Zulip Chat Archive
Stream: new members
Topic: How to construct an array inductively?
Jakub Nowak (Dec 13 2025 at 21:43):
I want to construct an array of size n, by calculating elements one by one, but also using already computed values of an array. As an example, I want to have a function fib (upto : Nat) : Array Nat the returns an array of first upto Fibonacci numbers.
I would want something like Array.ofFn, but with the following signature:
def Array.ofFnInduct (f : Fin n → Array α → α) : Array α
I can implement it like this:
def Array.ofFnInduct (f : Fin n → Array α → α) : Array α :=
if _ : n = 0 then
Array.emptyWithCapacity 0
else
re ⟨0, by cutsat⟩ (Array.emptyWithCapacity n)
where
re (k : Fin n) arr :=
let arr := arr.push (f k arr)
if _ : k+1 = n then
arr
else
re ⟨k+1, by cutsat⟩ arr
termination_by n-k
But is it possible to implement this easier, possibly without recursion?
Jakub Nowak (Dec 13 2025 at 21:46):
More likely, to be able to use the array without unsafe get, I would probably want something with this signature:
def Array.ofFnInduct (f : (k : Fin n) → (arr : Array α) → (arr.size = k) → α) : Array α
Jakub Nowak (Dec 13 2025 at 21:49):
def Array.ofFnInduct (f : (k : Fin n) → (arr : Array α) → (arr.size = k) → α) : Array α :=
if _ : n = 0 then
Array.emptyWithCapacity 0
else
re ⟨0, by cutsat⟩ (Array.emptyWithCapacity n) (by grind)
where
re (k : Fin n) arr h :=
let arr := arr.push (f k arr h)
if _ : k+1 = n then
arr
else
re ⟨k+1, by cutsat⟩ arr (by grind)
termination_by n-k
Aaron Liu (Dec 13 2025 at 21:53):
Like this? Maybe this implementation would be better for List though, since I didn't use Vector.emptyWithCapacity.
def Vector.ofFnInduct {α : Type u} {n : Nat} (f : (k : Fin n) → Vector α k → α) : Vector α n :=
match n with
| 0 => #v[]
| n + 1 =>
letI ih := Vector.ofFnInduct fun k ih => f k.castSucc ih
ih.push (f (Fin.last n) ih)
Jakub Nowak (Dec 13 2025 at 21:54):
I do want constant-time access though. That's why I'm ussing Array. Does Lean's List have constant-time access?
Aaron Liu (Dec 13 2025 at 21:54):
for lists accessing the nth element is O(n)
Jakub Nowak (Dec 13 2025 at 21:55):
So that's a no. I want fib (upto : Nat) : Array Nat to be linear.

______

**GIVEN REQUEST A**
Report each line of the entries below that contains the string "Target", and copy those lines in full. Matching is case-sensitive.

______

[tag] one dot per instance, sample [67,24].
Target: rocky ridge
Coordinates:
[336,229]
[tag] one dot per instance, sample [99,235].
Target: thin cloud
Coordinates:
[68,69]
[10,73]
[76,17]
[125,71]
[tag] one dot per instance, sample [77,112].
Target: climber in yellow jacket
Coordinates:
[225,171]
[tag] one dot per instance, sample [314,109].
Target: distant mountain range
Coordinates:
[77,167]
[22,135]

______

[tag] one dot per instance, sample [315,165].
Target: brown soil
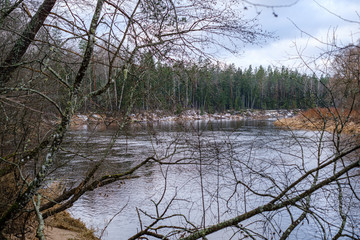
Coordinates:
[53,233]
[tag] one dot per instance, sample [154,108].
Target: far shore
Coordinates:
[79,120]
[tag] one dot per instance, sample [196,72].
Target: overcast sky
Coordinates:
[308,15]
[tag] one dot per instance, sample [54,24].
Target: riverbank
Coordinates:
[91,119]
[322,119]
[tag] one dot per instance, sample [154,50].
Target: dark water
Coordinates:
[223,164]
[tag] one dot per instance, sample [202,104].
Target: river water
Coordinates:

______

**GIVEN REQUEST B**
In the chat thread on building an array inductively, why does Jakub Nowak say he is using Array?

**TASK RESPONSE A**
Target: rocky ridge
Target: thin cloud
Target: climber in yellow jacket
Target: distant mountain range
Target: brown soil
Target: far shore
Target: overcast sky
Target: riverbank
Target: dark water
Target: river water

**TASK RESPONSE B**
He wants constant-time access.